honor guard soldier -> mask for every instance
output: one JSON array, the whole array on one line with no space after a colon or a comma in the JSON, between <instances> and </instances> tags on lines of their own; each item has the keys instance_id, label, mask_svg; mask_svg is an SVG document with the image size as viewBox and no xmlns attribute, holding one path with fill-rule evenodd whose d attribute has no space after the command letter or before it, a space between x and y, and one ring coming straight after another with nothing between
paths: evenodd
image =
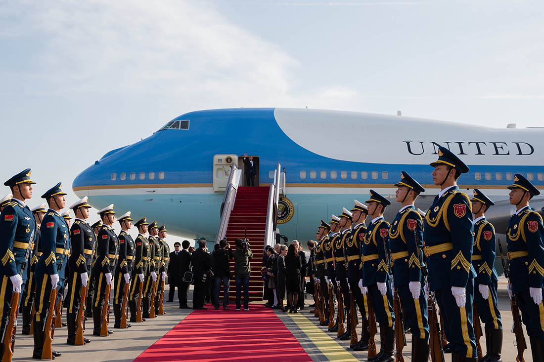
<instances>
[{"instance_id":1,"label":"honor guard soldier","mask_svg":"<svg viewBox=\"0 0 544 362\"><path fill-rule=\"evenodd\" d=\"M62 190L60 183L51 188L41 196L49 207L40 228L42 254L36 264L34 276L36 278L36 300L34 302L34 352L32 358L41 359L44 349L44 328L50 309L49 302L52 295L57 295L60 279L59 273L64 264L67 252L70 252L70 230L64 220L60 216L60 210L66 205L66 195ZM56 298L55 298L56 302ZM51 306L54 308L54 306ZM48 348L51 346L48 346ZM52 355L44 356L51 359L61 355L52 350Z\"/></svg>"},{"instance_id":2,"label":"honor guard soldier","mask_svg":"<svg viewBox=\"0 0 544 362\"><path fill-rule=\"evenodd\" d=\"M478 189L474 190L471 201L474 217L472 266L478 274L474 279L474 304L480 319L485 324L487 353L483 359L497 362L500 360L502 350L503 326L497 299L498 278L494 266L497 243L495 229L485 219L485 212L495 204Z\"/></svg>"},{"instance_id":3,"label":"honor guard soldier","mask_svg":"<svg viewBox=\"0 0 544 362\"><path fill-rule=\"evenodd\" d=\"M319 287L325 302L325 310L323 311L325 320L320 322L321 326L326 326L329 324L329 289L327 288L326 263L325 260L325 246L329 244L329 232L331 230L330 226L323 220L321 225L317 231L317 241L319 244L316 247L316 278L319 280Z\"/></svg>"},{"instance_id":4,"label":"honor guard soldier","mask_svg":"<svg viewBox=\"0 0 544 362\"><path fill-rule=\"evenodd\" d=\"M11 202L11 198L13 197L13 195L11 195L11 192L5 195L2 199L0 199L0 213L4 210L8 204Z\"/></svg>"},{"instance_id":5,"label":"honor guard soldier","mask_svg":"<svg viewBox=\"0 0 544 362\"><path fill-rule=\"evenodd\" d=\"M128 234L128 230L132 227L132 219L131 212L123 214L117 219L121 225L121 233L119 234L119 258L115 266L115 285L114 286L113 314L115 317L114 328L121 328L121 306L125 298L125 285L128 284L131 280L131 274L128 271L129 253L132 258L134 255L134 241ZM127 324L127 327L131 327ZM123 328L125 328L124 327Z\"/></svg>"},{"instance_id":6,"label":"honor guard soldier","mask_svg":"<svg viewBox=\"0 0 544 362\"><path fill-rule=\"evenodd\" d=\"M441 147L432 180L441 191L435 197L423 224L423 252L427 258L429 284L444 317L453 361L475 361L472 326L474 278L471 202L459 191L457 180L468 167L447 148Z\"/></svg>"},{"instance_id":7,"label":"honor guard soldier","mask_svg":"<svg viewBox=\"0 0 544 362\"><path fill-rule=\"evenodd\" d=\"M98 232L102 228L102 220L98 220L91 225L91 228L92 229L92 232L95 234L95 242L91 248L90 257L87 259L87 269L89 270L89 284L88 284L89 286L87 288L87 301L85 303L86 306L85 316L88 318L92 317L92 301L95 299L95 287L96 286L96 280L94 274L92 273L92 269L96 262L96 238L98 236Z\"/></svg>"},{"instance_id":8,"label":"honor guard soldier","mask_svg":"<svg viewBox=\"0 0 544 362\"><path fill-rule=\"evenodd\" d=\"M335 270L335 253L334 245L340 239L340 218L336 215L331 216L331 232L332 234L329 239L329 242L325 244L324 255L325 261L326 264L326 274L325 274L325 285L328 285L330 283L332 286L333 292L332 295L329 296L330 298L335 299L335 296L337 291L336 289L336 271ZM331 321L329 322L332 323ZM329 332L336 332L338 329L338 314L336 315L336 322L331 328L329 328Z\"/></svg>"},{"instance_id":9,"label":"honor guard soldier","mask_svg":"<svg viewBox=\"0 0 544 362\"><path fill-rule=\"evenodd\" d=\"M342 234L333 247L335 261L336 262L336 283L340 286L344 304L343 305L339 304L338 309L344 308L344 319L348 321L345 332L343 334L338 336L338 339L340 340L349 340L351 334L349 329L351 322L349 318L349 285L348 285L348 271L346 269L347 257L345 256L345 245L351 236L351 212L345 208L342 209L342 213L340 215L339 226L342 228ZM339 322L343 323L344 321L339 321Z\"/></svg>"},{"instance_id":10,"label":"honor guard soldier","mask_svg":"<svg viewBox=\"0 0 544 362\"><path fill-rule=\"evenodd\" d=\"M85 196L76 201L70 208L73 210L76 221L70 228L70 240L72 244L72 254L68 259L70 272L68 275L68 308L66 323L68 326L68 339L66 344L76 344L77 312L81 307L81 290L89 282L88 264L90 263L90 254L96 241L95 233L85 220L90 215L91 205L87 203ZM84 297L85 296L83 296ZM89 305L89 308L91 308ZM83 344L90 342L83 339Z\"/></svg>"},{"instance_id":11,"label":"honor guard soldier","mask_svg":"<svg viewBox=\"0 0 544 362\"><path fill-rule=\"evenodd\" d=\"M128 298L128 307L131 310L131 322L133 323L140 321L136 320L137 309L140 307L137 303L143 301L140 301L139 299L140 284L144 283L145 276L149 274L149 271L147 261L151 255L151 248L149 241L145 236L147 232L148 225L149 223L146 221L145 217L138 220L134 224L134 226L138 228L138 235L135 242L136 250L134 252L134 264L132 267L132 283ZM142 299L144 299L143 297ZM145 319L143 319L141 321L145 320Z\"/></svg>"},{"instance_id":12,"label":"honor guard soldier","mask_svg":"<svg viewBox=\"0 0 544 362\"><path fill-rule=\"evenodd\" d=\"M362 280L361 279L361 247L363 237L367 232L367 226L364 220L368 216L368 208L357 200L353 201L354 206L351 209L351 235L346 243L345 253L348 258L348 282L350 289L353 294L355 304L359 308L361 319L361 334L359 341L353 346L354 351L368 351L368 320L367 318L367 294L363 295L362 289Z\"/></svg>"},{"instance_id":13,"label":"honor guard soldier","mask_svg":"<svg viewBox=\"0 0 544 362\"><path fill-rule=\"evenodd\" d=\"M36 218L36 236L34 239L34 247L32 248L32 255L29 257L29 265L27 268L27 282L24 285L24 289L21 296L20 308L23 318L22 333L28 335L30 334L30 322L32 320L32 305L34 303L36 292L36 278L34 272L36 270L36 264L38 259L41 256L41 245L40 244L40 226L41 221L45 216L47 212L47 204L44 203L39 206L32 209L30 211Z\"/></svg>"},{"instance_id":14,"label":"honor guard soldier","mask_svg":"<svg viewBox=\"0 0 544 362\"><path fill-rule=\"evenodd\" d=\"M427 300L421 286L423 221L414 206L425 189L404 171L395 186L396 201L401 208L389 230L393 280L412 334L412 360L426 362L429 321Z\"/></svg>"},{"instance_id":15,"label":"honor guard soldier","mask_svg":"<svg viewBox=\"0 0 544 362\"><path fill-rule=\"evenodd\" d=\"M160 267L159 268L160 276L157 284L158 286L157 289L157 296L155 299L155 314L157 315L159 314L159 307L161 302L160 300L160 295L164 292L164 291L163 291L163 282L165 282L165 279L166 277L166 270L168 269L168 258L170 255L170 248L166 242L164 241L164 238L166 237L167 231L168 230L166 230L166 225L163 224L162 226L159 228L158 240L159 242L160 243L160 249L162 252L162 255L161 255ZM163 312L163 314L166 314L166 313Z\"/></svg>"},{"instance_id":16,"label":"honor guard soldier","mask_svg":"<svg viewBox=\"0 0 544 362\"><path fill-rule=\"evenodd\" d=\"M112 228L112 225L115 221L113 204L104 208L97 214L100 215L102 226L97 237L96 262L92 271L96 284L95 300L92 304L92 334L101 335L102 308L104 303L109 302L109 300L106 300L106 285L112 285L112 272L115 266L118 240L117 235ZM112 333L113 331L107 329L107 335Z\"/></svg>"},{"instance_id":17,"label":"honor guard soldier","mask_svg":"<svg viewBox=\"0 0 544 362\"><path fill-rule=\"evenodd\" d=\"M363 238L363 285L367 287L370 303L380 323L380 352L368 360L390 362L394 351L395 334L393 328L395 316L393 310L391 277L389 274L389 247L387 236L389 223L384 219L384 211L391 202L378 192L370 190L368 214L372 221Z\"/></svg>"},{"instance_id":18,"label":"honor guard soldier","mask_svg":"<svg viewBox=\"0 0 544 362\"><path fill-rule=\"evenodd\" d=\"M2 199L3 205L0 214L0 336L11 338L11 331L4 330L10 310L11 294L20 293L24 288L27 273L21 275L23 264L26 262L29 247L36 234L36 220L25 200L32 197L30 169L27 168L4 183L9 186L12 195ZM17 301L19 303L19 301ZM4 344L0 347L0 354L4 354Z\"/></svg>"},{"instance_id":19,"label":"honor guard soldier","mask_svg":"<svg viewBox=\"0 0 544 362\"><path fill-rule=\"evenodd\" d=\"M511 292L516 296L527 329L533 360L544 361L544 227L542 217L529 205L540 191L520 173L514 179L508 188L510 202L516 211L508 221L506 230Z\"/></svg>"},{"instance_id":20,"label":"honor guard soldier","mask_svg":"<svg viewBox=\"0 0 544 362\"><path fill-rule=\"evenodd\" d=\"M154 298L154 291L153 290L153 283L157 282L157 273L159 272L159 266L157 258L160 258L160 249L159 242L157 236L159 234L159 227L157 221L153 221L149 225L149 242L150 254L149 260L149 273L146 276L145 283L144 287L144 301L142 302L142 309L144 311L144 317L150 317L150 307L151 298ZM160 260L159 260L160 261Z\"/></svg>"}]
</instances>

----------

**INSTRUCTION:** Reproduce verbatim everything from the start of the records down to the line containing "output: one JSON", including that line.

**RESULT FOR THIS EXERCISE:**
honor guard soldier -> mask for every instance
output: one JSON array, the whole array on one line with no space after a colon or a comma in the JSON, between <instances> and </instances> tags on lines of their own; each item has the keys instance_id, label, mask_svg; mask_svg is an SVG document with the image size as viewBox and no xmlns attribute, holding one path with fill-rule evenodd whose d attribute has no space after the command letter or before it, a space between x and y, and one ring coming straight after another with nothing between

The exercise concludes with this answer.